Jim Rohn is a self-help author who famously said: “You are the average of the five people you spend the most time with.” Your attitude, the way you look at the world, is influenced by who you spend time with. Think about it: Your worldview is shaped by the things you see and experience in the world. The way you invest your time in people and activities shapes the man you become. That’s why it’s so important for guys to travel, to see new things and expand their horizons. On the flip side, if you spend your time in a smoky bar, listening to somebody complain about how their job sucks, their boss sucks, their love life sucks, and there’s never enough money, it’s going to rub off on you. Do you leave these sessions feeling charged and ready to take on the world? No, they juice you up with negative energy and teach you to look at your life like a victim. That’s just a bad attitude — we’ve all had friends who get into too many fights, trouble with the law, drugs, and worse. You grow to fit your environment, so make sure your environment breeds excellence and positivity.

They are derailing you from your goals

Have you ever been driving home from work, with the plan to cook dinner, clean up around the house, throw in a load of laundry, exercise, save a cat that’s stuck in a tree, solve the Middle Eastern situation, read for a while, then work a little more on your plan to go into business for yourself? Then your phone rings with your buddies telling you to meet them at the bar. You tell yourself “I’ll do all that stuff tomorrow…,” and the next thing you recall is your alarm waking you up in the morning. Listen, plans change, and one of the best parts of being an adult is that you get to make responsible decisions about your life. You can eat pretty much whatever you want to for dinner. Feel like grabbing a DVD tonight? Go for it. And if the offer to do something fun comes along, by all means, rearrange your schedule and have a good time.

_GIVEN RECORDS_
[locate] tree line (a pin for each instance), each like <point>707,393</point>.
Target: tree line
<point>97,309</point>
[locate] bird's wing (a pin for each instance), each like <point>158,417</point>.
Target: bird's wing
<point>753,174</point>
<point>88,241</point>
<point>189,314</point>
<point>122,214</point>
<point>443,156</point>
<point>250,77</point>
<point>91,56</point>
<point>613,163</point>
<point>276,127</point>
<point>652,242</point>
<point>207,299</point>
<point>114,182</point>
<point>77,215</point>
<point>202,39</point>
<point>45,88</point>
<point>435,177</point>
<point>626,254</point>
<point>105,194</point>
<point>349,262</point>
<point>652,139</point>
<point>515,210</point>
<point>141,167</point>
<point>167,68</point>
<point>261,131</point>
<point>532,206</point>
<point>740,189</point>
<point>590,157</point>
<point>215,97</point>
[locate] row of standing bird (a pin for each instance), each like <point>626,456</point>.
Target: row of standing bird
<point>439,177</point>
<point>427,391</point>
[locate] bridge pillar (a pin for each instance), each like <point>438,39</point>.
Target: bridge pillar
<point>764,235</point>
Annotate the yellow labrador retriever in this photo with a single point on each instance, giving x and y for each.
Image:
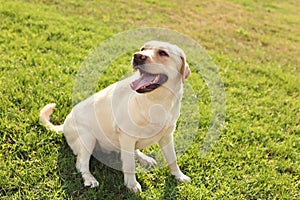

_WORK ITEM A_
List every activity that the excerpt on the people you spend time with says you planned to do after driving home from work.
_WORK ITEM B_
Write the next few sentences of the excerpt on the people you spend time with, picking up after its final sentence.

_ANSWER A_
- Cook dinner
- Clean up around the house
- Throw in a load of laundry
- Exercise
- Save a cat that's stuck in a tree
- Solve the Middle Eastern situation
- Read for a while
- Work a little more on your plan to go into business for yourself

_ANSWER B_
Here’s the hitch. When people constantly pull you away from those other areas of your life, it can cause you to become unbalanced. If you’re not achieving your personal goals, you need to balance it out — and your friends should be supportive of that. If taking a pass for the night causes them to tease you, or worse, make fun of your other goals, take a look at that. Granted, good friends bust balls left and right, but they truly want to see you succeed. Toxic friends, on the other hand, are afraid of seeing you succeed, as a reminder how they’re not succeeding in their own lives. If your friends aren’t respectful of your dreams and ambitions, they won’t respect the time you devote to those pursuits, and they’ll try and get you to come to the bar instead.

They’re costing you money

Have another look at the Jim Rohn quote in the first tip. This is outstanding advice in all aspects of friendship, but it’s especially true when it comes to the area of personal finance. Another speaker, Randy Gage, adapted this quote to read, “You earn the average of the salaries of the five people you spend the most time with.” More excellent advice! You’re reading this article, so you’re the kind of person who recognizes wisdom when he sees it. Then again, go ahead and prove Gage right: Grab a piece of paper, list the names of the five people you spend the most time with (a total of five from your work and personal life, typically), write down their approximate salaries (it’s always less than they lead you to believe), add ’em up, and divide by five. This will probably be very close to what you earn. So, what’s the lesson? If you want more money, hang out with rich people? Not at all. Success in business is related to drive, hard work, persistence, and a hundred other qualities. High earners bring value to their companies and are rewarded for it. Their outer reality reflects their inner reality. Thus, hang out around people who give value to their companies. They’re much more likely to give value to their friends as well.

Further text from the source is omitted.